## begin THE RECORDS
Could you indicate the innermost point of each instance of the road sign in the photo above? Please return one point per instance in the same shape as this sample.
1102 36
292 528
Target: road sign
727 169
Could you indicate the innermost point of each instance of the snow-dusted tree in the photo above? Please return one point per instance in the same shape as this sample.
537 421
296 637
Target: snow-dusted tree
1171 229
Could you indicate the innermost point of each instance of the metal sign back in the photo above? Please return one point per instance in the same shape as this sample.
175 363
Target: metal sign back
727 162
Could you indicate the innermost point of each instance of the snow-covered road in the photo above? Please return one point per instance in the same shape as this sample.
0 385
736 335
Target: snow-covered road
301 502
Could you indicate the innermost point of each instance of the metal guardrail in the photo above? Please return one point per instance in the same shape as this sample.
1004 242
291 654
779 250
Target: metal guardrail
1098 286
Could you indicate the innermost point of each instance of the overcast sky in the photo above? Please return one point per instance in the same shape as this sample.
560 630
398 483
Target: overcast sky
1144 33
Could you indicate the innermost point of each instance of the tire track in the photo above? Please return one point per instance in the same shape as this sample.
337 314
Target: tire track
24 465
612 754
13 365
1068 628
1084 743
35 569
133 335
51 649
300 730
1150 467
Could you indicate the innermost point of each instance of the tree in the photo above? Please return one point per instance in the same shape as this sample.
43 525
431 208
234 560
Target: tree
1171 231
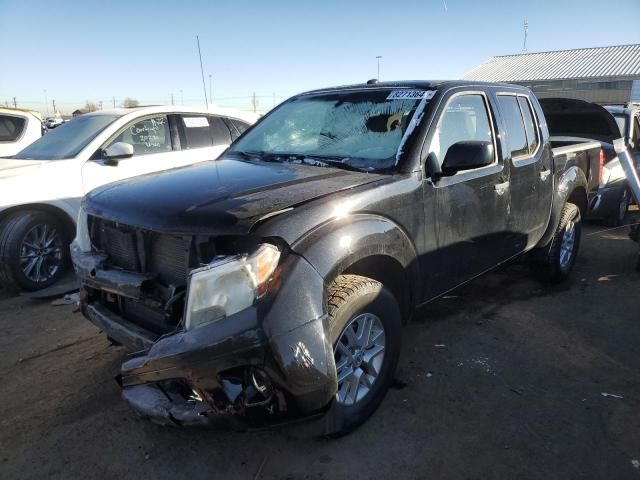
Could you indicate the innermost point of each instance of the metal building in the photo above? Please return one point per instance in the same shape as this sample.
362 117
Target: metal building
605 75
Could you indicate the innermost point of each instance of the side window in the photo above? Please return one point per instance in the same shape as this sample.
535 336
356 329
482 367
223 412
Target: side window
465 118
240 126
204 131
219 131
11 127
529 124
149 135
635 134
516 133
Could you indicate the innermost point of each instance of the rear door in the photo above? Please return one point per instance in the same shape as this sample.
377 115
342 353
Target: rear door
530 165
471 207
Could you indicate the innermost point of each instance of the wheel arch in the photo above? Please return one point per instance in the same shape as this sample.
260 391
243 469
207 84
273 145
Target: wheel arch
367 245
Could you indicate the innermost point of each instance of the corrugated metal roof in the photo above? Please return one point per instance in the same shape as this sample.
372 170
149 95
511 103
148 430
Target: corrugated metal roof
598 62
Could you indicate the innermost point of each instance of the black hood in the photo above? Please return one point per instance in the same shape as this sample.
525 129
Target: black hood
567 117
225 196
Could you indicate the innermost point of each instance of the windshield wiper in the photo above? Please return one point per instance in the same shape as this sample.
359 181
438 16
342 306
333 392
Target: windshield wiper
248 155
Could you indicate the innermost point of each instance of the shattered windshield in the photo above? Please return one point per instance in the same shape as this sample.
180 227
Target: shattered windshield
361 129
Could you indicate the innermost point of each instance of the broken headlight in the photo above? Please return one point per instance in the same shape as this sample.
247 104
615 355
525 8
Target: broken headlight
228 286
## end THE RECORDS
_EXERCISE DIRECTIONS_:
In the listing above, take the lines from the one containing "of the wheel" through the end of the listing. Reproduce only those lines with every "broken headlight" swapped for "cracked headlight", and leave everything else unchanged.

_FINISHED TASK_:
Could you indicate the innermost point of each instance of the wheel arch in the photo above? Please return one point per instance in the same shape as this sample.
260 391
243 469
207 84
273 145
Target: wheel arch
367 245
Could you indicate the innermost point of each instance of the corrugated metal roof in the photo above? Please return one point per instance in the same shape as this sample.
372 170
149 95
511 103
148 430
Target: corrugated metal roof
598 62
Could you indicate the innermost point of each instance of the black hood in the photo above? Please return one point per instance in the same shape as this sample.
525 129
Target: black hood
567 117
225 196
Could you indicate the innermost point of each instance of the windshield wiper in the photo above? Please return one point per instance in the same shape as this sample.
359 181
438 16
342 306
333 392
Target: windshield wiper
248 155
Could you indicate the innermost point of each instance of the shattered windshield in the photo above? Please return one point per instance in the same shape as this sample.
180 227
Target: shattered windshield
361 129
Could you indicate the innermost point of each instance of the cracked headlight in the photo above? Please return one point per instance in the same shape as this sample.
247 104
615 355
525 8
Target: cracked headlight
228 286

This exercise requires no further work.